◆ DOCUMENT PASSAGE ◆
● ● ● ● ●

The presence of three black women at a predominantly white New England college unleashes a dark and mysterious force in the new horror movie Master. Written and directed by Mariama Diallo in her feature debut, the film stars Regina Hall as Gail Bishop, the new “Master”, aka dean of students, for the fictional Ancaster College. As Bishop tries to settle into her new role at Ancaster, she’s tasked with guiding the board of directors in deciding whether the only black professor on campus, Liv Beckman (Amber Gray), deserves tenure. One of Beckman’s students, freshman Jasmine Moore (Zoe Renee), is struggling to acclimate to Ancaster as she’s constantly confronted with subtle but potent forms of racism from faculty, staff, and fellow students. Ancaster is known to be haunted by a former student and Jasmine happens to have been assigned the same room where the student had committed suicide decades before. As the holidays approach, the deeply rooted racism that has been part of Ancaster’s history from the very beginning manifests itself into an evil force that is hellbent on destroying the women.
Master tackles one of the horrors of our everyday world. In the film, racism haunts its victims like a ghost. It’s a mysterious force that takes many forms and is passed down through generations. It persists no matter how much the characters struggle against it or how much they’re gaslit to believe that progress has been made. Diallo effectively demonstrates the power of racism in pretty much every aspect of this film. The message is there: racism will never truly go away. And that is a horrifying reality.
A must-watch, especially for the performances by Regina Hall and Zoe Renee.
Master premiered at the 2022 Sundance Film Festival and will be available on Amazon Prime March 18th.

● ● ● ● ●

◆ Dataset entries ◆

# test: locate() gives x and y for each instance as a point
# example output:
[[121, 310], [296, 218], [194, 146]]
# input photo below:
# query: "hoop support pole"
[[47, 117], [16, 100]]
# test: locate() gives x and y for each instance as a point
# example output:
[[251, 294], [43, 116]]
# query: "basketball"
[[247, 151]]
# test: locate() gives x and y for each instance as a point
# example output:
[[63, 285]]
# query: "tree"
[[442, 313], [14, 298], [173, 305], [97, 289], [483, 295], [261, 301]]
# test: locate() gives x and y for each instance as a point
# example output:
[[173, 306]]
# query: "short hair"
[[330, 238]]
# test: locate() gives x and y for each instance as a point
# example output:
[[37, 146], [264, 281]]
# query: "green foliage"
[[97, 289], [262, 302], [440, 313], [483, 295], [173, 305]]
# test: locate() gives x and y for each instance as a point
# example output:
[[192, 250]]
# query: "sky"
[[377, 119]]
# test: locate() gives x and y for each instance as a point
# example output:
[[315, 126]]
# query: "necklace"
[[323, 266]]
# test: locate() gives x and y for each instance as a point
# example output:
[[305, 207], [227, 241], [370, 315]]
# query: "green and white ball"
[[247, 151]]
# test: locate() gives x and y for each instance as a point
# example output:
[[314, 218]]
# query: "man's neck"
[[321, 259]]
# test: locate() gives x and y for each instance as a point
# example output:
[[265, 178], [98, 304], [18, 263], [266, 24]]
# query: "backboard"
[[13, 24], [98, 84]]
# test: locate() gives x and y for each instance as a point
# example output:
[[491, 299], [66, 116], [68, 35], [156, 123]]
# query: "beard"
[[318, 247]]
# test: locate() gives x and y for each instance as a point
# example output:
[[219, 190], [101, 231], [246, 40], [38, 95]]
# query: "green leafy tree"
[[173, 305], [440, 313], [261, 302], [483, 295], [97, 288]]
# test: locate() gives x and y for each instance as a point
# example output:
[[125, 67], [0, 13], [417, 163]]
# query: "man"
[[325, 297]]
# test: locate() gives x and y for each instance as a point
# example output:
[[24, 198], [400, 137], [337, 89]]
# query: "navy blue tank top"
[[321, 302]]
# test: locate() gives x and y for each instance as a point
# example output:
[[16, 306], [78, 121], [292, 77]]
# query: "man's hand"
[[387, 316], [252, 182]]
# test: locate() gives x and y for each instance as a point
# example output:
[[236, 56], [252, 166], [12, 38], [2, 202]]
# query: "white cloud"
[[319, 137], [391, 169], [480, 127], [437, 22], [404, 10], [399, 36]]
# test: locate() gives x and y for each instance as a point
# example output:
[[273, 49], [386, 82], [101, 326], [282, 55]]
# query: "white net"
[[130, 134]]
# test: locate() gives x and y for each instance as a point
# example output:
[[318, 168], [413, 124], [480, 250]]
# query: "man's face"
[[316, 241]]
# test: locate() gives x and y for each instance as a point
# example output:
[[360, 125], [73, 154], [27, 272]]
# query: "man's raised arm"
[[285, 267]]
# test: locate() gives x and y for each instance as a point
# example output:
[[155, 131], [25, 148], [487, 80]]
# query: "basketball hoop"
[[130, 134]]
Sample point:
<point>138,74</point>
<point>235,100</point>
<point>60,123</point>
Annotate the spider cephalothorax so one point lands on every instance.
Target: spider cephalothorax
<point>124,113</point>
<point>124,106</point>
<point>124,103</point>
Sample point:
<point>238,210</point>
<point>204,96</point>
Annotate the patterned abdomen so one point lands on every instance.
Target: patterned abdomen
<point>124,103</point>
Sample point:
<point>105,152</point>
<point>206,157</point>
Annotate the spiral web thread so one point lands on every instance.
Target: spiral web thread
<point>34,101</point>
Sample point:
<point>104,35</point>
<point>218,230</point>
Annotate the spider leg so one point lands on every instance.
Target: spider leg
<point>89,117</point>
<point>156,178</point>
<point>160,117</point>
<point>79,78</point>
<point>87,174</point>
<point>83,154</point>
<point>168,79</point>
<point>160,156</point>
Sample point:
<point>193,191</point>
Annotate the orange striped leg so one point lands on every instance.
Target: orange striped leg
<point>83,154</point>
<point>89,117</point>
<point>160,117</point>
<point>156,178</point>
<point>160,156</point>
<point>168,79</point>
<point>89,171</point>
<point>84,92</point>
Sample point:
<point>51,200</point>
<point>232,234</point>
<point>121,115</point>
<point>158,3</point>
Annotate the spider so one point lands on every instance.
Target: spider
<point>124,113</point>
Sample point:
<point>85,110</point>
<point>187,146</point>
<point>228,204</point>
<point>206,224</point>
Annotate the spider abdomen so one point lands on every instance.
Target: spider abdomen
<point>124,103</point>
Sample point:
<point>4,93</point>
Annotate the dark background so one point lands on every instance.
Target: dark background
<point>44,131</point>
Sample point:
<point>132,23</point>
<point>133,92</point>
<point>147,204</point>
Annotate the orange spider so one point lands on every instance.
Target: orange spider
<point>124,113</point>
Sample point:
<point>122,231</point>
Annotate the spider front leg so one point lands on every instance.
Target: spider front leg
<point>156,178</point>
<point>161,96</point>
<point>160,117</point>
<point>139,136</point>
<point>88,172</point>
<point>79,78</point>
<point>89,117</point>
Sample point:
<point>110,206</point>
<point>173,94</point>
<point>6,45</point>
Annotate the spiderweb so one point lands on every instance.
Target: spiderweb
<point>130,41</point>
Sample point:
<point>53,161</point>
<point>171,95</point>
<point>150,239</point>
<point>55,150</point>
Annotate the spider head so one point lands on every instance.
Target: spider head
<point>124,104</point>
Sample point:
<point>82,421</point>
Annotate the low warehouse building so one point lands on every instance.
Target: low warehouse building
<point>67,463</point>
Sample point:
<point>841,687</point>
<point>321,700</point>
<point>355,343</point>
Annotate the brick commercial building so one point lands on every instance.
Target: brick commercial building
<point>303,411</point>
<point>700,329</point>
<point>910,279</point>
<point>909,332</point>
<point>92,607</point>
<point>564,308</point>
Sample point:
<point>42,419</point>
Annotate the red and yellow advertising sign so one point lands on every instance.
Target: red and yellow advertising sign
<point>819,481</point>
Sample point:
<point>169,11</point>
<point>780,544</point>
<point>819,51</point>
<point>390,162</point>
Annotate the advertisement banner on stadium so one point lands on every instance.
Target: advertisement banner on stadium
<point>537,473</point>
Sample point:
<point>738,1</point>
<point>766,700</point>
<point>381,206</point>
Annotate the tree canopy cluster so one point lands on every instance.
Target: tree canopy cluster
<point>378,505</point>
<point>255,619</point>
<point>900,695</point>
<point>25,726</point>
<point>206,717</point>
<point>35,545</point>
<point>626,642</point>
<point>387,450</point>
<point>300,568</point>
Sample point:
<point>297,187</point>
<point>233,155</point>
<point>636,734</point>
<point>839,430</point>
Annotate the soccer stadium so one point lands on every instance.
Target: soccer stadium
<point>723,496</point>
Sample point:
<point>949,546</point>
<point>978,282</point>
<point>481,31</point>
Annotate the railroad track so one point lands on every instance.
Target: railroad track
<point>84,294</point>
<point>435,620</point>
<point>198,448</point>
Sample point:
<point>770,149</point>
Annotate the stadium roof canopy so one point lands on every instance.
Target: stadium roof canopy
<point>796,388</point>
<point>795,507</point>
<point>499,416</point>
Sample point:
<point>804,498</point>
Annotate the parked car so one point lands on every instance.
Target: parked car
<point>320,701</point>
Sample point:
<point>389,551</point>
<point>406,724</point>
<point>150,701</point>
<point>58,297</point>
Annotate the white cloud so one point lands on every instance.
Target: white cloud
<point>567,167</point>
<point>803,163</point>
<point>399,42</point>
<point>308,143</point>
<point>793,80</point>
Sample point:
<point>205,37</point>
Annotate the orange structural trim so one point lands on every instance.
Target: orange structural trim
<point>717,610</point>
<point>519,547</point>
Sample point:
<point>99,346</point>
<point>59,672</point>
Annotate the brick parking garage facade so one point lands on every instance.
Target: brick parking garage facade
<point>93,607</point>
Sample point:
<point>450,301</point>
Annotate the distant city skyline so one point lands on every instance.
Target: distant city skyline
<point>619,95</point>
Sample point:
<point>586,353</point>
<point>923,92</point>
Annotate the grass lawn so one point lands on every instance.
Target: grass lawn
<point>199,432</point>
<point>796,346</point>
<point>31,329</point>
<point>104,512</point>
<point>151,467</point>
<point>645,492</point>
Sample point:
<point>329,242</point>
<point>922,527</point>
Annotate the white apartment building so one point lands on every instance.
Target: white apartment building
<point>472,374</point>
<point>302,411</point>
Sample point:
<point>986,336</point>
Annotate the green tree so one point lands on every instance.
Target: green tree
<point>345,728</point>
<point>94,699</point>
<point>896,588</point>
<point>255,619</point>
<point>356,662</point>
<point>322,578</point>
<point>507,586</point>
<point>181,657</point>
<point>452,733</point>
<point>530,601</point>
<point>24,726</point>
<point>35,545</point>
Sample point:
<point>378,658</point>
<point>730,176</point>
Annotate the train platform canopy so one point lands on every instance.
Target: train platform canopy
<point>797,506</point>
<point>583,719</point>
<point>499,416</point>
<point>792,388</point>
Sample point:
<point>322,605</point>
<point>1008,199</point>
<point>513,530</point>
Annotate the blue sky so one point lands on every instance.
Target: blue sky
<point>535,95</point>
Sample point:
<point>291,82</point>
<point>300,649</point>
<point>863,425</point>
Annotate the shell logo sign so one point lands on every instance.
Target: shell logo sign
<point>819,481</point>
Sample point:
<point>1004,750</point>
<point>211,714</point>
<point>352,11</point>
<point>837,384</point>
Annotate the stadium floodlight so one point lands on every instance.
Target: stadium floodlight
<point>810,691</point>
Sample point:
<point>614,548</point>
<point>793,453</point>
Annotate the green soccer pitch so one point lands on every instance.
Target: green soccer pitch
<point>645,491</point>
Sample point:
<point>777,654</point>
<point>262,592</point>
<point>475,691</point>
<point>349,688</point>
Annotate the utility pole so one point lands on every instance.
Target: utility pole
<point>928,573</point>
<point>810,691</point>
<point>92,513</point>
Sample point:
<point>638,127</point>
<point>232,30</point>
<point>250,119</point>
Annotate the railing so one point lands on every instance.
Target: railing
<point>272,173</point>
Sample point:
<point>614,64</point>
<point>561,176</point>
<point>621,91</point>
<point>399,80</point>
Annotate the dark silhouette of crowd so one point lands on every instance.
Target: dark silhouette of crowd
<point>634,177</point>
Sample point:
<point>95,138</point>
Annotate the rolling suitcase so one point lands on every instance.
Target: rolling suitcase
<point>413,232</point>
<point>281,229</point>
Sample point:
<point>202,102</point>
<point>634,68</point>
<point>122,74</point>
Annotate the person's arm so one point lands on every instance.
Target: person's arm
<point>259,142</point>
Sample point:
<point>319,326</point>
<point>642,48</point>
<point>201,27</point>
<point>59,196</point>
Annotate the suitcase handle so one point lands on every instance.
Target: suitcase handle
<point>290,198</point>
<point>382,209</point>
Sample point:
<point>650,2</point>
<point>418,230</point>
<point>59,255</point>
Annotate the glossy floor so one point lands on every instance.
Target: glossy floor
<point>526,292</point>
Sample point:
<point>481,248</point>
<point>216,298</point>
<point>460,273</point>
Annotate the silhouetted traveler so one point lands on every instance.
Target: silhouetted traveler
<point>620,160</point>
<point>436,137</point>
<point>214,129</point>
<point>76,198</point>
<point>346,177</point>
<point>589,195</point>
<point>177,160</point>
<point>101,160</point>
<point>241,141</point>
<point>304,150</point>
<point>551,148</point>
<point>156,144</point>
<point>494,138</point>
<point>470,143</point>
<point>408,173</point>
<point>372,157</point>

● ● ● ● ●

◆ QUESTIONS ◆
a. Answer these questions using the Master review:
(i) Which actor plays Gail Bishop?
(ii) At which festival did Master premiere?
(iii) On what date will Master be available on Amazon Prime?
b. Rewrite the Master review from "A must-watch, especially" up to and including "Prime March 18th.", with "must-watch" replaced by "must-see".
c. Extend the Master review by continuing it from where it stops.

◆ ANSWER SET ◆
a.
(i) Regina Hall
(ii) The 2022 Sundance Film Festival
(iii) March 18th

b.
A must-see, especially for the performances by Regina Hall and Zoe Renee.
Master premiered at the 2022 Sundance Film Festival and will be available on Amazon Prime March 18th.

c.
Directed by Lee Haven Jones, The Feast is a Welsh horror film that pits the characters’ own greed and selfishness against themselves. Glenda (Nia Roberts) and Gwyn (Julian Lewis Jones) are hosting a dinner party at their home to convince their neighbor Mair (Lisa Palfrey) to take a business proposition from Euros (Rhodri Meilir). Gwyn is a politician who’s made money hand over fist with shady business deals especially when it comes to crude oil. Their sons Gweirydd (Sion Alun Davies) and Guto (Steffan Cennydd) are outliers at the party, bitter against their parents and both engage in their own forms of self-punishment. The force of chaos comes in the form of Cadi (Annes Elwy) a young woman Glenda has hired to help with the dinner. Cadi is mysterious, quiet and about to give the dinner guests a taste of their own medicine.
The Feast is a visually captivating but ultimately shallow revenge horror film. The conceit is neither explained nor is it able to be pieced together with clues from different scenes. The mystery lacks resolution and will ultimately leave the viewer unsatisfied.
The Feast is distributed by IFC Films and available to rent on demand.
Something always been a little off about Alexia (Agathe Rousselle). As a child, she did not get along with her emotionally distant father. Their involvement in a terrible car accident sends Alexia to the hospital where doctors treat her skull fracture by adding a titanium plate. Fast forward to more than a decade later and Alexia has developed a lust for metal. She gyrates on top of cars for a living. She’s also the mysterious serial killer who the police are desperate to identify. When one of her victims escapes, Alexia transforms to Adrien, pretending to be firefighter Vincent Legrand’s (Vincent Lindon) long lost son. What Alexia doesn’t realize is that she’s met her match with Vincent. And what Vincent doesn’t realize is that “Adrien” is hiding some terrible secrets.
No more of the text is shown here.